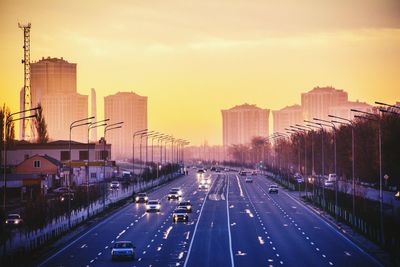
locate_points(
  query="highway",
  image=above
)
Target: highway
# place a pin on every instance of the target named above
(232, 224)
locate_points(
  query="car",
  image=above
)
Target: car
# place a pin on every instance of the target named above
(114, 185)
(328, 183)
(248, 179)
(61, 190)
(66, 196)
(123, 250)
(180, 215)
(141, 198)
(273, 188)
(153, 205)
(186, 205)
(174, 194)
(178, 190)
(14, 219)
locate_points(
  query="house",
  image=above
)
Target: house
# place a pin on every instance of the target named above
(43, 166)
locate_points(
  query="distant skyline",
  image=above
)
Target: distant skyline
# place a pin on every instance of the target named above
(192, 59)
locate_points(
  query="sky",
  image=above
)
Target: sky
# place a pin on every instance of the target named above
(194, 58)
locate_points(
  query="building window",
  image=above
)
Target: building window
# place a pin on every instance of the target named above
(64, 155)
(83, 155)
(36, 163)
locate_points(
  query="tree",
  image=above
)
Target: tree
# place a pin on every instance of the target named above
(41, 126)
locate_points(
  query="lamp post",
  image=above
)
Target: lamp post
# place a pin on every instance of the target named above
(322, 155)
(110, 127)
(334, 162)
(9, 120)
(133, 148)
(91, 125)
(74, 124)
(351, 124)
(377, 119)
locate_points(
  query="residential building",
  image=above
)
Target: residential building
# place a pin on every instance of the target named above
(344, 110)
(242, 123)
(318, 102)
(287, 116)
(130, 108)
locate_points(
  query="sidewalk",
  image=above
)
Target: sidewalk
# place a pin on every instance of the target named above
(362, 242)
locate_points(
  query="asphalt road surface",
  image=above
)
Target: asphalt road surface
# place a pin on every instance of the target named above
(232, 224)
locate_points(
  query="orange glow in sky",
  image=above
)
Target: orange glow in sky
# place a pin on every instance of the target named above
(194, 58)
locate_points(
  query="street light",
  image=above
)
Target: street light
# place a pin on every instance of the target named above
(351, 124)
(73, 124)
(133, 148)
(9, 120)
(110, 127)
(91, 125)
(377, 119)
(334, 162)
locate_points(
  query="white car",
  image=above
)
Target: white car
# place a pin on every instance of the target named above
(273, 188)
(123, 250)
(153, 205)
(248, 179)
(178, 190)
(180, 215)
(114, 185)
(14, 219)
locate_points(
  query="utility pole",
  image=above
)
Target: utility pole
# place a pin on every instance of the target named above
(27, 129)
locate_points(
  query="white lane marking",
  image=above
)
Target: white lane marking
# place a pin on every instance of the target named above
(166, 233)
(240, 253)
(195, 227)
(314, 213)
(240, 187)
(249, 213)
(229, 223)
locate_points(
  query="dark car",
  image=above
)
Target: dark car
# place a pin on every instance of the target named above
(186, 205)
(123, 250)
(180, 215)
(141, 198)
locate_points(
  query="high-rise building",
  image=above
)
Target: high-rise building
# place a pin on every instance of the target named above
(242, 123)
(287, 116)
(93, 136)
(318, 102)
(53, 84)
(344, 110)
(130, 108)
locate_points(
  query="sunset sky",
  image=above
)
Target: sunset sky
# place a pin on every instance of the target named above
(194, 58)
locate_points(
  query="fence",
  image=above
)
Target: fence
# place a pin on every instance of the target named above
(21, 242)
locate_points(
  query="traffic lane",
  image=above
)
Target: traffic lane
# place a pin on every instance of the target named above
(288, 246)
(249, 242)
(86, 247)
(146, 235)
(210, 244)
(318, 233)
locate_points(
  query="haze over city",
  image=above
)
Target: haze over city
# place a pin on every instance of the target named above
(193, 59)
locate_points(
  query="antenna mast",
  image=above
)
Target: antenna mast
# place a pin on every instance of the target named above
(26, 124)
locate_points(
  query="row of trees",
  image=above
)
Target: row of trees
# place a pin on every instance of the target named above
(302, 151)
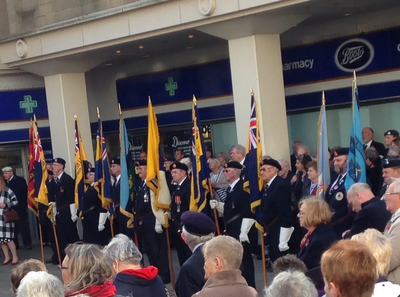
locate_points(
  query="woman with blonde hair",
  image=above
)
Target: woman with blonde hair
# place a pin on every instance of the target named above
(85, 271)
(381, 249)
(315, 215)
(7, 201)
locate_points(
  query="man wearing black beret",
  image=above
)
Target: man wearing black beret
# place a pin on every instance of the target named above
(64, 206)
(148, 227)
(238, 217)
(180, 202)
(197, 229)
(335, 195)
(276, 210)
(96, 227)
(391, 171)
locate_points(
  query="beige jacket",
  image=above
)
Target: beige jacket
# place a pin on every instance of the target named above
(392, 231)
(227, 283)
********************
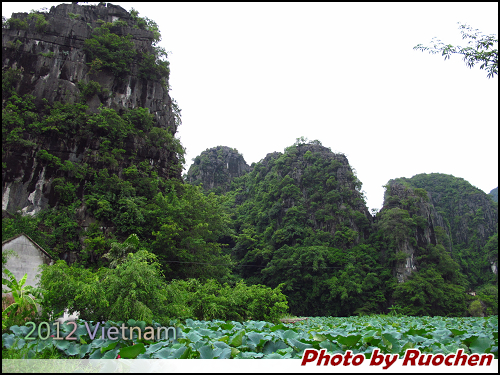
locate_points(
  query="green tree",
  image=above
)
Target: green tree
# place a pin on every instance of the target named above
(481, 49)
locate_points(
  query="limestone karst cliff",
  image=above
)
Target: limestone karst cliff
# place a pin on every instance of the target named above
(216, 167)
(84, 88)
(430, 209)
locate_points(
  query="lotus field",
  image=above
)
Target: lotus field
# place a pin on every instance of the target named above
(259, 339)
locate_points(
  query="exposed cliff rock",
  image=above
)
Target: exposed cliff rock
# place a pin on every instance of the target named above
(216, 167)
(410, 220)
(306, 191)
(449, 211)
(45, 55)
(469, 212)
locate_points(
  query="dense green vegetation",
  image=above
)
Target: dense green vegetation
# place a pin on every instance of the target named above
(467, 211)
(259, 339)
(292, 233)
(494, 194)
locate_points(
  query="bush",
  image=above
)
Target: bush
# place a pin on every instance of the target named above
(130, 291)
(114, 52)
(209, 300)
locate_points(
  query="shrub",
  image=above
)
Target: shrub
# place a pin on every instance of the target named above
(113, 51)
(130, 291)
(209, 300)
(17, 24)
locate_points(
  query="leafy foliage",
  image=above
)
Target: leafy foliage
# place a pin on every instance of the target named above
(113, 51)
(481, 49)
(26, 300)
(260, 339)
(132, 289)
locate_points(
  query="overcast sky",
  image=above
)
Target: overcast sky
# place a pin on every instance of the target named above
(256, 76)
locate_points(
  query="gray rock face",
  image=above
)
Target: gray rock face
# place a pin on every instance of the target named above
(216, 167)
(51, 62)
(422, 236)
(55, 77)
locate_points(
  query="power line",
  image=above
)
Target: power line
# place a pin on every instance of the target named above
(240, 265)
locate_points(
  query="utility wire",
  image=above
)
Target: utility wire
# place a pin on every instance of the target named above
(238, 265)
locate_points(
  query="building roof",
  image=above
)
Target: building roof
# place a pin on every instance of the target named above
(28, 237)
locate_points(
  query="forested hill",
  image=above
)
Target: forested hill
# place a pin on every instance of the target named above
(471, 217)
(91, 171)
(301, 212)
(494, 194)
********************
Work required: Which lines of the records contain the string "hill"? List each one.

Solution to this task:
  query="forested hill",
Target: forested hill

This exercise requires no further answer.